> _TASK PROMPT_: Write out every one of the items below line for line, with no changes.

>> start DATA ENTRIES

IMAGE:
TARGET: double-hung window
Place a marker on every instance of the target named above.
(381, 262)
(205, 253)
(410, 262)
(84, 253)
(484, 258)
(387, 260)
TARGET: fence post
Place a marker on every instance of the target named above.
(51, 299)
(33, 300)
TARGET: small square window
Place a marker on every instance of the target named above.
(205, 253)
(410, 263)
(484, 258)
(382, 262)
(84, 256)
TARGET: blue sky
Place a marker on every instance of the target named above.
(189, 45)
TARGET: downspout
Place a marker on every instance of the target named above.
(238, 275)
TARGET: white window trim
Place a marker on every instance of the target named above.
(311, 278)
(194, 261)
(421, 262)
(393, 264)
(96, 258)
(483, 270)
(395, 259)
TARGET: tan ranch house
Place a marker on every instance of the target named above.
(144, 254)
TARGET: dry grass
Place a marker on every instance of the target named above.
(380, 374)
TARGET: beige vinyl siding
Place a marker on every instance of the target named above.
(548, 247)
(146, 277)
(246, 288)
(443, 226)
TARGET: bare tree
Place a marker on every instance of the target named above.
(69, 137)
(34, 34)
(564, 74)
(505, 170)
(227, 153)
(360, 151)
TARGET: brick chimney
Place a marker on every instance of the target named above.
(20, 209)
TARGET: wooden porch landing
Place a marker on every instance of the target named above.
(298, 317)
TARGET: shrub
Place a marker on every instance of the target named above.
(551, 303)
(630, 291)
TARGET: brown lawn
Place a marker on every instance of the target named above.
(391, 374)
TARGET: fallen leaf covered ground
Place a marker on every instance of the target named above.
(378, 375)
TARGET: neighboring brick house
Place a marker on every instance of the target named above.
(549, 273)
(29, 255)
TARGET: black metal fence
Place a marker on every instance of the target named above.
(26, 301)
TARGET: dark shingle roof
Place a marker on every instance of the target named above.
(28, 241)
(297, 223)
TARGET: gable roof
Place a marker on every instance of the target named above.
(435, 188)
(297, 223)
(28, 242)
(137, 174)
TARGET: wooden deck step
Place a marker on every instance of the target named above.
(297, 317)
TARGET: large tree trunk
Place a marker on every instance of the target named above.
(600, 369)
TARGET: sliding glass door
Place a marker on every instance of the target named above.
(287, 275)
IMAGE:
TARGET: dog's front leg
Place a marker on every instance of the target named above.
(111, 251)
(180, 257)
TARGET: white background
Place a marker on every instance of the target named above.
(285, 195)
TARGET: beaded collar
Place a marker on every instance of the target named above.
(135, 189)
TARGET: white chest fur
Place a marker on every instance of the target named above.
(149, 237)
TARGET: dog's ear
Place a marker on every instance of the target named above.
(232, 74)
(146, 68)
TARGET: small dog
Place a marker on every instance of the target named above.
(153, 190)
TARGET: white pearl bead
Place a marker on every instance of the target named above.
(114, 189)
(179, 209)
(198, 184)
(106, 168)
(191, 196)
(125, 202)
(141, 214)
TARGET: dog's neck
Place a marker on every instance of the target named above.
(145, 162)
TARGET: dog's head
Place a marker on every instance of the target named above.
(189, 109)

>> end DATA ENTRIES

> _EXPECTED OUTPUT_:
IMAGE:
TARGET: double-hung window
Place a marker on every instance of the target named above.
(381, 262)
(205, 253)
(410, 262)
(84, 253)
(484, 258)
(387, 260)
TARGET: fence post
Place a marker on every instance of the target named above.
(51, 299)
(33, 300)
TARGET: small square window
Place a marker on every instance of the target named above.
(205, 253)
(410, 263)
(484, 258)
(382, 262)
(84, 256)
TARGET: blue sky
Place a marker on every instance of the target named above.
(189, 45)
TARGET: downspout
Place a marker on every instance of the target named above.
(238, 275)
TARGET: white window trim
Place a marker on every instance of the target named above.
(311, 278)
(194, 261)
(421, 262)
(393, 264)
(96, 258)
(483, 270)
(395, 259)
TARGET: tan ranch house
Place a marker on every instance of the target named above.
(144, 254)
TARGET: dry grass
Place a marker on every instance of the target named above.
(380, 374)
TARGET: beige vinyl siding
Place a marker on every instance of the target named above.
(548, 247)
(146, 277)
(246, 288)
(443, 226)
TARGET: bare tree
Place a marker on every instance of the target named above.
(69, 137)
(34, 34)
(564, 74)
(505, 170)
(227, 153)
(360, 151)
TARGET: brick chimney
Place a marker on every instance of the target named above.
(20, 209)
TARGET: wooden porch landing
Place a marker on every instance of the target named above.
(298, 317)
TARGET: shrub
Place a marker on every instance of the target named above.
(551, 303)
(630, 291)
TARGET: brown lawn
Place a marker on every instance of the target named above.
(391, 374)
TARGET: fallen leaf covered ground
Place a marker on every instance of the target named above.
(378, 375)
TARGET: neighboring brick house
Place a marker on every instance of the target named above.
(549, 273)
(29, 255)
TARGET: black metal fence
Place a marker on every instance of the target named above.
(26, 301)
TARGET: dark shingle roof
Place a marker on every instance of the target named above.
(28, 241)
(297, 223)
TARGET: gable roof
Place a marker on every instance of the target named above.
(435, 188)
(297, 223)
(28, 242)
(137, 174)
TARGET: wooden deck step
Place a marker on every instance of the target named above.
(297, 317)
TARGET: large tree trunk
Place a marker on every instance of the target named above.
(600, 369)
TARGET: sliding glass door
Place a marker on every instance of the target named above.
(287, 275)
IMAGE:
TARGET: dog's front leg
Place a marker on every instance of the target named above.
(111, 251)
(180, 257)
TARGET: white background
Place a marker on every instance of the target named above.
(285, 195)
TARGET: beaded collar
Place a marker on every instance of the target named above.
(135, 189)
TARGET: white chest fur
Place a marker on every instance of the target named above.
(149, 237)
TARGET: dog's ear
Place a marker on every instance of the target named above.
(232, 74)
(146, 68)
TARGET: small dog
Place a marker on every instance of the target named above.
(153, 190)
TARGET: white pearl bead
Place a marker on every instance of the target named above.
(114, 189)
(179, 209)
(198, 184)
(106, 168)
(191, 196)
(125, 202)
(141, 214)
TARGET: dog's neck
Place a marker on every instance of the target named above.
(145, 162)
TARGET: dog's head
Place a marker on every instance of the target named above.
(189, 109)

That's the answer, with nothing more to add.